Small Business

Darlene’s Shells capitalizes on unique business niche

Seashells, wind chimes, novelties and souvenirs have been the stock in trade at Ellenton wholesaler Darlene’s Shells for more than three decades.

The company sells its wares around the country as decorations and art, and in some cases – like the floppy crab-shaped refrigerator magnets – just for fun.

It also operates a bustling retail outlet, The Pearl Nautilus Shell Shop, at the Red Barn Flea Market in Bradenton.

“My wife, Darlene, and I started the company about 45 years ago in Naples, and we have been in this location about 30 years,” owner George McCormick said.

At first, the business was a sideline with Darlene making crafts from shells, and George working as a liquor and wine salesman. But when Wooten’s Everglades Tours in Everglades City bought $1,200 worth of Darlene’s crafts, the couple began thinking they had found a unique business niche.

“That was the beginning. We realized we had something,” George McCormick said.

> **Dataset excerpt**:
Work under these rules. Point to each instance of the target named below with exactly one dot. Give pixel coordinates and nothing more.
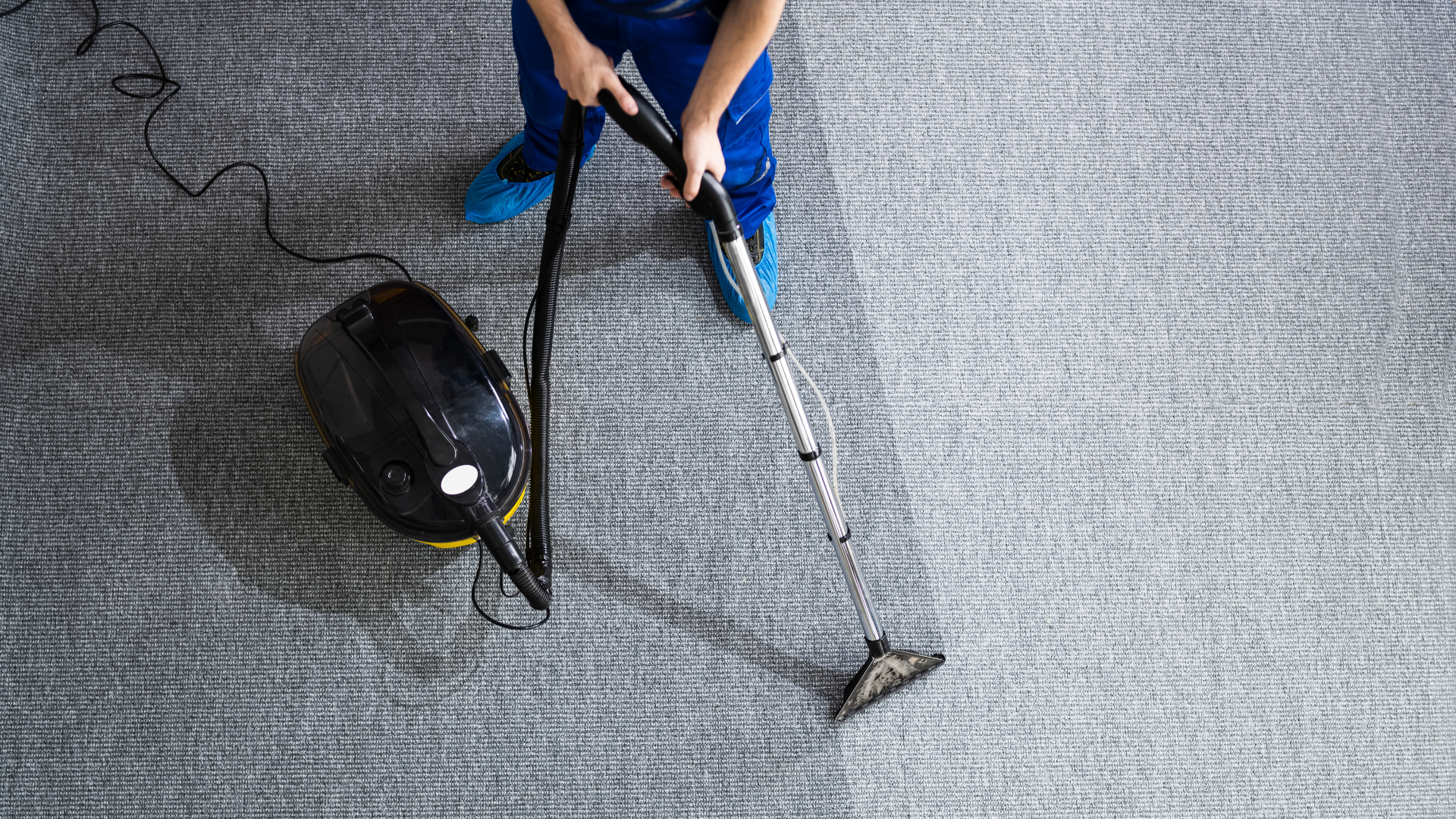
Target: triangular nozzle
(886, 670)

> **Required actions**:
1 - In the article about Darlene's Shells, how much did Wooten's Everglades Tours spend on Darlene's crafts?
2 - Extend the article about Darlene's Shells, starting right after George McCormick's remark "We realized we had something."
The material placed after the article is separate from it and unrelated to the business profile.

> **Responses in order**:
1 - Wooten's Everglades Tours bought $1,200 worth of Darlene's crafts.

2 -
It took a few more years of business development and Darlene’s prompting before the couple took the plunge and went all in with the shell business.

“We bought shells second-hand to go along with the crafts and started cold-calling companies,” he said.

Darlene, who had the vision and the drive to create the business, died in 2016. George McCormick still deeply feels her loss.

The McCormick’s daughter, Chelsea, helps with the retail operation at the Red Barn, a 2,000-square-foot store that is packed with colorful Florida souvenirs and shells. George McCormick calls The Pearl Nautilus Shell Shop a fun experience for customers, even for those who browse the offerings and don’t buy anything.

“I love it. It’s been fun growing up here,” Chelsea McCormick said.

“We’re strictly a wholesaler, and we have sales routes that go to Point Pleasant, New Jersey, to Key West and Biloxi, Mississippi, the Florida Panhandle and the Carolinas,” George McCormick said.

Darlene’s Shells operates two tractor-trailers outfitted as rolling showrooms and warehouses that regularly visit and sell to their retail clients.

“We sell, deliver and collect at the same time from the trucks,” he said.

The company buys its shells from suppliers in the United States as well as the Philippines, Thailand, Indonesia, China, the United Kingdom, Mexico, Haiti and the Bahamas.

“All of our shells are byproducts and not endangered anywhere. The meat in the shells is cooked and used as food around the world,” George McCormick said.

Once shipments arrive at Darlene’s, the staff prepares them for sale by cleaning, bleaching, grinding and polishing as necessary.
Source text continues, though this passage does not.